((
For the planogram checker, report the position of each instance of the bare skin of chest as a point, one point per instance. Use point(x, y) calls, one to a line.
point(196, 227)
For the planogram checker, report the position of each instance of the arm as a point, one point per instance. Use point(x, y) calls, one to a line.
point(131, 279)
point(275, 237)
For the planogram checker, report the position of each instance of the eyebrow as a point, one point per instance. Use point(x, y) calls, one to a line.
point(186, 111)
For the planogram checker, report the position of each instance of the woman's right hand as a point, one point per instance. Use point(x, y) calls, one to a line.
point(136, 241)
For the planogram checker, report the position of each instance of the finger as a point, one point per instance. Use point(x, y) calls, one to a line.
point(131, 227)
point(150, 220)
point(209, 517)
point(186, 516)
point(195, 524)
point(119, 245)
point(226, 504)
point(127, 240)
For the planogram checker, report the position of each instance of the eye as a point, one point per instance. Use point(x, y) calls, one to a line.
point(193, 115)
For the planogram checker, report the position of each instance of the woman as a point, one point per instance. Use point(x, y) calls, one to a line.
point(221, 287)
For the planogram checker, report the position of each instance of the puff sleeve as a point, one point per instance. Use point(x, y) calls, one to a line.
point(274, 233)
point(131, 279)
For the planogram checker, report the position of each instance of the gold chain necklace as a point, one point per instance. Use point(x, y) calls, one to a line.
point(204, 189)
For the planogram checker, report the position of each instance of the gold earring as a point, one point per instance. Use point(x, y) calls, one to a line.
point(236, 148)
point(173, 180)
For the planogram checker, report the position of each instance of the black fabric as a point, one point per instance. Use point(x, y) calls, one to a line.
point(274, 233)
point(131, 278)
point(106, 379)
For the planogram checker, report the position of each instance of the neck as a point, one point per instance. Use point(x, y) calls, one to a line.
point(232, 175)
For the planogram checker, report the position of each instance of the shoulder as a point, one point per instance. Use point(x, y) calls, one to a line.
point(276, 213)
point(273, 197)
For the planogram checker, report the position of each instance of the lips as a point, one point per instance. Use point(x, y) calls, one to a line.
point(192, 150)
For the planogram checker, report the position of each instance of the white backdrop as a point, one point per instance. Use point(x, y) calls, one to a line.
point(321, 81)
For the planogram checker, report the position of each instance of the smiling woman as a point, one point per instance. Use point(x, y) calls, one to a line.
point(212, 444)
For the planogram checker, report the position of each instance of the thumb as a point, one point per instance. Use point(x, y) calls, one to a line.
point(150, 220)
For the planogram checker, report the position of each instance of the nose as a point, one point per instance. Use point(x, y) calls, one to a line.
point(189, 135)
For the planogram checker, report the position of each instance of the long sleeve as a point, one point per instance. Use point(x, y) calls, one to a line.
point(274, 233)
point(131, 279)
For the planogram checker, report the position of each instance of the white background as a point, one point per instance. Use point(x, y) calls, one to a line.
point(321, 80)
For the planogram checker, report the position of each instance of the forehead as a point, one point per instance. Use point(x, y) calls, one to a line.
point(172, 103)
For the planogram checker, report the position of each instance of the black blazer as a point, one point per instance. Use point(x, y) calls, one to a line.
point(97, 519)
))
WHAT YOU ARE ASKED TO DO →
Type the whole listing again, unaltered.

REPLY →
For the planogram checker, report the position of each instance of the bare skin of chest as a point, one point per instance. Use point(x, y) calls, one to a line.
point(196, 227)
For the planogram checker, report the position of each instance of the arm as a point, one point per instance. Use point(x, y) calls, one to a line.
point(131, 279)
point(275, 237)
For the planogram checker, report the position of each instance of the eyebrow as a point, one point per instance. Use point(x, y) calls, one to a line.
point(186, 111)
For the planogram checker, report the position of each instance of the woman's right hand as a point, one point per instance. Use point(x, y) calls, one to a line.
point(136, 241)
For the planogram checker, report the position of each instance of the finger as a point, one point per instance. Use point(x, y) calls, one to a line.
point(131, 227)
point(150, 220)
point(209, 517)
point(186, 516)
point(195, 524)
point(119, 245)
point(226, 504)
point(127, 240)
For the planogram checker, report the position of each instance of the eye as a point, one point per instance. Use point(x, y) calls, one to a line.
point(193, 115)
For the planogram checker, report the position of each instance of the woman as a point, one point per instance. Use point(x, y) calls, one to a line.
point(221, 287)
For the planogram checker, report the position of each instance of the puff sleeve as a point, one point per instance. Use point(x, y) calls, one to a line.
point(274, 233)
point(131, 279)
For the planogram checker, report the position of each instance of the gold chain necklace as a point, one point per instance. Use point(x, y) calls, one to a line.
point(204, 189)
For the planogram checker, report the position of each instance of the gold earring as a point, one point per instance. Use point(x, y) calls, one to a line.
point(236, 148)
point(173, 180)
For the planogram checker, report the position of each instance of the black fabric as a point, one point per instance. Use point(x, y) calls, one to a line.
point(274, 233)
point(131, 278)
point(106, 379)
For the planogram checker, report the position of each instance of the neck as a point, one point per instance. Use point(x, y) calls, one to a line.
point(232, 175)
For the planogram checker, report the position of each instance of the shoulder as a point, one point per instance. Use point(x, y) calls, one to a line.
point(276, 213)
point(273, 197)
For the planogram checker, report the position of each instance of the lips as a point, one point per instance. Use point(x, y) calls, one to a line.
point(192, 150)
For the planogram checker, report the position of each instance of the white backdrop as a point, one point per instance. Use point(x, y) calls, one to a line.
point(321, 81)
For the planogram checker, report the position of each instance of the smiling woman as a point, one point per instance. Use point(x, y) calls, one to a line.
point(212, 444)
For the planogram checker, report the position of each instance of the thumb as a point, one point per instance. Use point(x, y) calls, one to a line.
point(150, 220)
For the planogram checker, report the position of each instance of the nose as a point, one point per instance. Use point(x, y) calls, one to a line.
point(189, 135)
For the planogram checker, report the position of each instance of the long sleeve as a point, one point per instance. Use point(x, y) calls, one to a line.
point(274, 233)
point(131, 279)
For the planogram checker, report the position of each instance of the white background as a point, one point per instance. Use point(x, y) calls, one to a line.
point(321, 80)
For the planogram checker, report the position of each instance of the forehead as a point, one point per instance. Use point(x, y) calls, one to a line.
point(172, 103)
For the planogram checker, report the position of each instance of the black blazer as a point, one point per instance. Use point(x, y) calls, one to a line.
point(97, 519)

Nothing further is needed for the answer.